- Tarefa 1
Transcreva do artigo sobre Leonid Ivachov o trecho entre "O general Ivachov" e "de forças nacionalistas.", inclusive.
- Tarefa 2
Segundo o artigo sobre Leonid Ivachov, de que instituição ele é diretor?
- Tarefa 3
Prossiga o artigo sobre Leonid Ivachov a partir do ponto em que termina.
**** Texto para ler ****
Acontecimentos semelhantes aos que acontecem no Egito e Tunísia serão inevitáveis na Rússia, restando saber a forma que irão adquirir neste país, declarou à Lusa o general na reserva Leonid Ivachov, diretor da Academia de Problemas Estratégicos.
“A repetição dos acontecimentos no Egito e na Tunísia é inevitável na Rússia, mas poderá ter outro caráter. Quando o poder e o povo são adversários, são inevitáveis mudanças radicais”, considera Leonid Ivachov, que já respondeu pelas relações com a NATO no Estado-Maior das Forças Armadas da Rússia.
“Resta saber se irá dar-se sob a forma de uma revolta violenta ou se o poder encontrará coragem para evoluir no sentido de reformas radicais. Por enquanto, o poder nada de bom trouxe a ninguém, faz tudo para bloquear o desenvolvimento dos partidos e movimentos sociais, representa uma pequena maioria”, sublinha.
O general Ivachov chama atenção para o fato de as autoridades russas estarem a fazer buscas não só nas sedes de partidos da oposição liberal, mas também nas sedes de forças nacionalistas.
“Militantes nacionalistas russos, sensatos, construtivos, são também detidos e condenados a penas de prisão. Trata-se de um sinal de medo do poder. Este quer a todo o custo esmagar a consciência nacional do povo russo e de outros povos do país”, acrescentou.
Quanto aos acontecimentos no Egito e Tunísia, este especialista em geopolítica considera que eles têm origem na insatisfação de parte significativa da população, principalmente da juventude, com a situação social e económica nesses países.
“Mas o principal consiste em que avança o nacionalismo árabe, os árabes começam a ter consciência de que podem ser uma força importante ao nível mundial, querem reformas para não se atrasarem em relação ao Ocidente e Oriente. Por isso, tentam alterar regimes caducos que tentam conservar esse atraso”, considera Leonid Ivachov.
No que respeita ao papel do “fundamentalismo islâmico” nas movimentações sociais, o general russo chama a atenção para a sua “natureza dupla”.
“Por um lado, é um reflexo saudável do nacionalismo árabe; mas, por outro lado, em muitos casos, trata-se de organizações radicais islâmicas criadas pelos Estados Unidos, Israel e Europa como espantalhos, para travarem o desenvolvimento do mundo árabe”, considera ele.
“No Egito e Tunísia, trata-se de movimentos de revoluções económicas, sociais e políticas com vista a uma mudança de época no mundo árabe”, concluiu o general na reserva.
13 comentários:
"Quando o poder e o povo são adversários, são inevitáveis mudanças radicais”
**** Listagem fornecida ****
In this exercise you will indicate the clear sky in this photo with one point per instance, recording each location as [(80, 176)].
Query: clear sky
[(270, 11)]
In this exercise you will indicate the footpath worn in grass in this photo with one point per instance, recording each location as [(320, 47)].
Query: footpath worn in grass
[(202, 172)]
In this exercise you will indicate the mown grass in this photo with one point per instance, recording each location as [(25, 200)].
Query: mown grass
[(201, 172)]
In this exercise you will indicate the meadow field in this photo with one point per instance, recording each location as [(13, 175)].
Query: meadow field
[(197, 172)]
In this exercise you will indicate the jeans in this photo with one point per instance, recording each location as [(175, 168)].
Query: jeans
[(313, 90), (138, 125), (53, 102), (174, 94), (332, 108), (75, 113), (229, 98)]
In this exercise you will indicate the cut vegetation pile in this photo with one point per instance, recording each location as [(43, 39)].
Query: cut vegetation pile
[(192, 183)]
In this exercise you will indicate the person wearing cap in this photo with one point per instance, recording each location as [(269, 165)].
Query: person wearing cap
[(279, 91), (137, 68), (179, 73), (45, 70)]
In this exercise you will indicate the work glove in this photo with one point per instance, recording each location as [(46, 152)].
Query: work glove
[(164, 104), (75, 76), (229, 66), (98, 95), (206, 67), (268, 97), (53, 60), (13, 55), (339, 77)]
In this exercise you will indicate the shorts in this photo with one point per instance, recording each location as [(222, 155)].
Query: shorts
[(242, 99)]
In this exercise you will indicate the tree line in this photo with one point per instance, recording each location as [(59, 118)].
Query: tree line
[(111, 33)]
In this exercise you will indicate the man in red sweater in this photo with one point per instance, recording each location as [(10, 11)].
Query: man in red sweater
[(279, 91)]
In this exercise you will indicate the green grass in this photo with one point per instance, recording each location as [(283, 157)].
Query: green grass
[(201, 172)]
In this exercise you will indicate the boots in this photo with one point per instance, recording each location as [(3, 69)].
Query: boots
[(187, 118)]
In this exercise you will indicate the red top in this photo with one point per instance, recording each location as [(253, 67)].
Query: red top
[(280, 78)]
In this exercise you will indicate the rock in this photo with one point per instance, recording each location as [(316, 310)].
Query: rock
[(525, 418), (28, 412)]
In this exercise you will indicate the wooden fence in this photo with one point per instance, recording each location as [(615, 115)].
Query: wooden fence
****
- Resultado esperado 1
O general Ivachov chama atenção para o fato de as autoridades russas estarem a fazer buscas não só nas sedes de partidos da oposição liberal, mas também nas sedes de forças nacionalistas.

- Resultado esperado 2
Da Academia de Problemas Estratégicos.

- Resultado esperado 3
"insatisfação de parte significativa da população, principalmente da juventude, com a situação social e económica nesses países."
-> isto não seria igualmente válido para países europeus em crise como Portugal?
O Nuno apontou uma questão interessante. Até que ponto as mudanças são inevitáveis quando o poder e o povo são adversários? Na Europa Ocidental, apesar da "democracia", o poder que o povo tem para influenciar - diria mesmo determinar - o seu destino parece-me fraco ou mesmo inexistente.
Na prática, quem detém o poder político alia-se ao poder económico, e juntos prometem o que prometem e depois fazem o que querem.
É essa a chamada "democracia".
Ora, as sublevações populares não dependem apenas da situação sócio-político-económica mas depende também do carácter dos povos e do seu entendimento de que se "bateu no fundo".
Na Tunísia, o povo entendeu que já não aguentava mais. No Egipto também.
Na Europa Ocidental os povos são submissos.
E na Rússia, como será?
Vamos a ver se as pessoas ansiosas por revoluções coloridas em Moscovo ainda não vão apanhar uma desilusão e vê-las acontecer antes na própria casa, pois nós cá deste lado estamos a perder e vamos continuar a perder mais.
Sobre a Rússia há três factores que podem adiar por algum tempo os furores revolucionários:
- Os anos Ieltsin ainda bem presentes
- A expriência "colorida" ucraniana.
- O modo sui generis de como os russos encaram a política, em particular a mudança.
Cumpts
Manuel Santos
"Na Europa Ocidental, apesar da "democracia", o poder que o povo tem para influenciar - diria mesmo determinar - o seu destino parece-me fraco ou mesmo inexistente."
SINCERAMENTE, ISSO FOI UMA DAS COISAS MAIS IDIOTAS QUE JÁ VI SEREM ESCRITAS.
Desculpe. Mas não resisti.
Caro Pippo, tem toda a razão!
Andam por aí idiotas que acham que temos muita democracia. Será que eles votaram o Tratado de Lisboa em referendo, como nos foi prometido? Será que eles votaram os cortes nos vencimentos dos funcionários públicos? Será que eles votaram a redução das indemnizações pagas aos trabalhadores que vão para o olho da rua?
Claro que não!
Onde está então a "democracia"?
Caros amigos que acham que não temos democracia:
Experimentem viver em países como a Bielorrússia, Tajiquistão, Cuba, Venezuela, ou Arábia Saudita e verão o que é a sua inexistência. Nesses sítios (e em muitos outros), até o acesso à Internet é controlado.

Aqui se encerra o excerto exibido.